▶ **Material for the task**
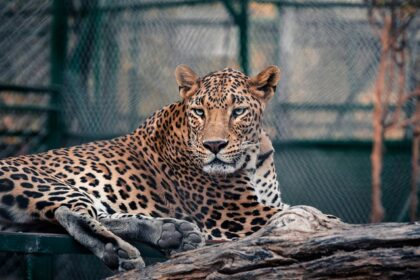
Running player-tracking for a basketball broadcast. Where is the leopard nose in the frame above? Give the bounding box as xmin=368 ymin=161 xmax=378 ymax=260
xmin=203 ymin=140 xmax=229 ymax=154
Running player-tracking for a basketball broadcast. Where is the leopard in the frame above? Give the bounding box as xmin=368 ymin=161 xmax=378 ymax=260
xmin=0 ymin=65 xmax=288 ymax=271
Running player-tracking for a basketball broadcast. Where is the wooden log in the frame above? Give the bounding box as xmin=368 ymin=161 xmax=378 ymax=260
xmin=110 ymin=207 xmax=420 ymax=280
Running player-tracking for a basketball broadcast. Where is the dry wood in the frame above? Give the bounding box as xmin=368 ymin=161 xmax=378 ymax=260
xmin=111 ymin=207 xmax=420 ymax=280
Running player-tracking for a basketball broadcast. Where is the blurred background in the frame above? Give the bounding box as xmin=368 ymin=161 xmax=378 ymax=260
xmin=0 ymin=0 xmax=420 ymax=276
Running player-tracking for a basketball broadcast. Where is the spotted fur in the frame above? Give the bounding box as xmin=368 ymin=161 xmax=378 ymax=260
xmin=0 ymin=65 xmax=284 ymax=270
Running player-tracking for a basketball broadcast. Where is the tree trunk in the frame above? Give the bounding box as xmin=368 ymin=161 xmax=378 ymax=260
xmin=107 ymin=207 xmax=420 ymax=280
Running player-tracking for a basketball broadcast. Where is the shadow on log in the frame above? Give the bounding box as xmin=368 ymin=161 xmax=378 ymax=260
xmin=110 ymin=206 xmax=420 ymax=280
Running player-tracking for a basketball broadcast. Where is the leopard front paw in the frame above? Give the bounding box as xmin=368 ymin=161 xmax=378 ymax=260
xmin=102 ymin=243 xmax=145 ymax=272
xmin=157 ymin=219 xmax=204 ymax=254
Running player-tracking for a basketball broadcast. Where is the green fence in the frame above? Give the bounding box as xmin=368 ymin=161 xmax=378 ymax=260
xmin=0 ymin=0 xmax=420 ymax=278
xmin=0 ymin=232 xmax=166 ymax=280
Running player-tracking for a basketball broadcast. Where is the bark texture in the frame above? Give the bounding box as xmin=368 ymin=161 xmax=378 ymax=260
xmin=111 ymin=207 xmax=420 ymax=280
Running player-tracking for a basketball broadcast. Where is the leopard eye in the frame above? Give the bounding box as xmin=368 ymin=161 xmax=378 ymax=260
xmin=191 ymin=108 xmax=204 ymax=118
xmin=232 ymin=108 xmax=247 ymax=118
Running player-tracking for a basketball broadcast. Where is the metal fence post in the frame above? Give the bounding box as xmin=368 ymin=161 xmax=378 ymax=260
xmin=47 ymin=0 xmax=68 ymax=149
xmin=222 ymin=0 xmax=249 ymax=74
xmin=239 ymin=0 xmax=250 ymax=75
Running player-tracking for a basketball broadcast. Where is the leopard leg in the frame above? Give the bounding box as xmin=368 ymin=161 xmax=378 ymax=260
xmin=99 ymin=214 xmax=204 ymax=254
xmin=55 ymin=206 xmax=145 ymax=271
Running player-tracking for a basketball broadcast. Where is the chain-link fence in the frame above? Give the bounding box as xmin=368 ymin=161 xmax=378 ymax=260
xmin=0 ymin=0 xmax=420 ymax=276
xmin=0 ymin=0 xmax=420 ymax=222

* * *

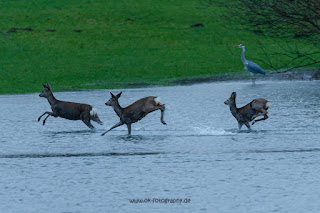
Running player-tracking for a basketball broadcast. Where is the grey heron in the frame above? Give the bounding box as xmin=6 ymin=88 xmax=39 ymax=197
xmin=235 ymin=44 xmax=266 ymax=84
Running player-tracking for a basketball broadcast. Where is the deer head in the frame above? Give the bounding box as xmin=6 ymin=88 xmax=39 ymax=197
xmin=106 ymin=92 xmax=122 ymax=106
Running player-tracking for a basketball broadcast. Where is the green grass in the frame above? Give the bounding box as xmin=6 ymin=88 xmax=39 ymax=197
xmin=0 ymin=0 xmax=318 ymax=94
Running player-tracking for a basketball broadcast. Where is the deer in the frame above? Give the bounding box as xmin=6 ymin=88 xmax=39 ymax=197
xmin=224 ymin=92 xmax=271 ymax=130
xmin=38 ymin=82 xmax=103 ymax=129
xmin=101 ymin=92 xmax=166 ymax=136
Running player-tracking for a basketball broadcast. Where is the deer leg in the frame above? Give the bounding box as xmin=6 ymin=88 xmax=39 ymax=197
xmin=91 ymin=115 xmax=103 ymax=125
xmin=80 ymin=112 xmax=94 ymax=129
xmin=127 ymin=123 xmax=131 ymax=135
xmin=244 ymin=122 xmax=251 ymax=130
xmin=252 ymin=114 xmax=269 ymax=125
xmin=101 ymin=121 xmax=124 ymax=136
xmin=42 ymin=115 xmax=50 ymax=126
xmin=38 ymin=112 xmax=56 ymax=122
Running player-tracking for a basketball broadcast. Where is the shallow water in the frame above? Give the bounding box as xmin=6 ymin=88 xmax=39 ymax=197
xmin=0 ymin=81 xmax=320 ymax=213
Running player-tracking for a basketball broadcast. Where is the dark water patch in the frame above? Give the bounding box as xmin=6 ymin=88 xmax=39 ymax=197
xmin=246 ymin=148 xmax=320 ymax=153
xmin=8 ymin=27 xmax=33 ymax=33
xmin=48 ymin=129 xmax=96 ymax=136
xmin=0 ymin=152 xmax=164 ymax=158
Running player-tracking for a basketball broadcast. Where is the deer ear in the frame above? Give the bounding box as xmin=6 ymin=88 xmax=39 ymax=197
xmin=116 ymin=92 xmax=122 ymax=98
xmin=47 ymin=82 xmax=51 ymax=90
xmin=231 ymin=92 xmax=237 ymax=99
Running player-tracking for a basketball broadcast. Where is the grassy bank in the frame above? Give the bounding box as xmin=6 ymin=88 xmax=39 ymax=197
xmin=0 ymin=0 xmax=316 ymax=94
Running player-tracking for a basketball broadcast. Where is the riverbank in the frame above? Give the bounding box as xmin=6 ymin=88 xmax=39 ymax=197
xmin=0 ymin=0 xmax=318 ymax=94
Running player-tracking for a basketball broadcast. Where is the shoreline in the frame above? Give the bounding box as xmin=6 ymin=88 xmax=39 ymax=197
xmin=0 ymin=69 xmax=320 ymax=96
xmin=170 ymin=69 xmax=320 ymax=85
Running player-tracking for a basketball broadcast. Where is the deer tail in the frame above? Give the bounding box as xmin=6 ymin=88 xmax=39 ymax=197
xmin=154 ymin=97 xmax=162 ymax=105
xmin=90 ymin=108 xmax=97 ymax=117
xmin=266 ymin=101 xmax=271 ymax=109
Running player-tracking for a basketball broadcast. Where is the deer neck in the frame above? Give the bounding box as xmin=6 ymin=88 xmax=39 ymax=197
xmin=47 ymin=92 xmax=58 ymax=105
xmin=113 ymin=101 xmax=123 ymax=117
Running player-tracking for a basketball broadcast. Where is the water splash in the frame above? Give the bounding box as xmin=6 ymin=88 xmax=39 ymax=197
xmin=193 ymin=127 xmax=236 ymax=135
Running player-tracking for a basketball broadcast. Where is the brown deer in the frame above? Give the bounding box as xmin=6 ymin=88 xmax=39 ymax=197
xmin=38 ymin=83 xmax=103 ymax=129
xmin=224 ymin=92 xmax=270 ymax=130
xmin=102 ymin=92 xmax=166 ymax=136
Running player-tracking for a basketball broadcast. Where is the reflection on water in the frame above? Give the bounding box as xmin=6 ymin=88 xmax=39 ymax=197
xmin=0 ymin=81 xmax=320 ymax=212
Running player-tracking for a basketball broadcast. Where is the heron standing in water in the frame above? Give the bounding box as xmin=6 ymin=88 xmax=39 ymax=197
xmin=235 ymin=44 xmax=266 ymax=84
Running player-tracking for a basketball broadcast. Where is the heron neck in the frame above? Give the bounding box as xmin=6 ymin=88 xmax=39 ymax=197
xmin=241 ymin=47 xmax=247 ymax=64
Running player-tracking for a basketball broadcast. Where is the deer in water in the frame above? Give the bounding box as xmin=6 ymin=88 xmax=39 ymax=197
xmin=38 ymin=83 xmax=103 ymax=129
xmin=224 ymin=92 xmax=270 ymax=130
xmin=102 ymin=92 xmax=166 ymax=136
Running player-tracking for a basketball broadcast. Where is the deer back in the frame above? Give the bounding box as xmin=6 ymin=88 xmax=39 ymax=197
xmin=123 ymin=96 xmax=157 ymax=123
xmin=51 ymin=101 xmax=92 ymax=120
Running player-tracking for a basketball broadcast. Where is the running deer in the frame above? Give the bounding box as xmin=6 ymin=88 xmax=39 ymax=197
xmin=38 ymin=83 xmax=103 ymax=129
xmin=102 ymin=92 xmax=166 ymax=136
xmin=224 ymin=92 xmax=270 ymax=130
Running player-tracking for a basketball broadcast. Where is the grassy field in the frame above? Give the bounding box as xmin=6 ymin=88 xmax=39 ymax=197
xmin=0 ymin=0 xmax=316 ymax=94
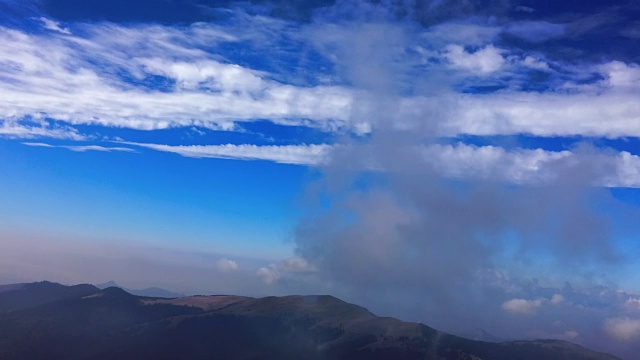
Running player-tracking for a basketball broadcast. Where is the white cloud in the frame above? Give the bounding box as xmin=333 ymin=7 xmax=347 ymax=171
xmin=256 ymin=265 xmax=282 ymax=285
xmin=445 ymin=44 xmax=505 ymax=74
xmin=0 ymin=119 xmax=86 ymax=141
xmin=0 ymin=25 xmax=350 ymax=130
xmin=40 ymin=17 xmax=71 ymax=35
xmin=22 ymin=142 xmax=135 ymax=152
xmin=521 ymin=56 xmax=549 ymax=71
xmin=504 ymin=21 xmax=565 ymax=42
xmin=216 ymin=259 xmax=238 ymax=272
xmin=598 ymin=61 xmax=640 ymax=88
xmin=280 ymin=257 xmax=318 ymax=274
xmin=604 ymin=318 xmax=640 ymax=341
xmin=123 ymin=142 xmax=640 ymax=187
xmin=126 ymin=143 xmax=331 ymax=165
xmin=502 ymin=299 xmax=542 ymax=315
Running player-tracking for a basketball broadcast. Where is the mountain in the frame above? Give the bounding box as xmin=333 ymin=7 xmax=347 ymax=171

▶ **Instructions for the task**
Please reproduce the records from the line containing "the leopard nose" through the line containing "xmin=0 ymin=65 xmax=288 ymax=271", with both of those lines included and nothing else.

▶ **Answer for the task**
Running player-tracking for a basketball broadcast. Where is the leopard nose in the frame above? Give the bounding box as xmin=368 ymin=161 xmax=378 ymax=260
xmin=203 ymin=140 xmax=229 ymax=154
Running player-tracking for a basketball broadcast. Where is the leopard in the frame above? Give the bounding box as xmin=368 ymin=161 xmax=378 ymax=260
xmin=0 ymin=65 xmax=288 ymax=271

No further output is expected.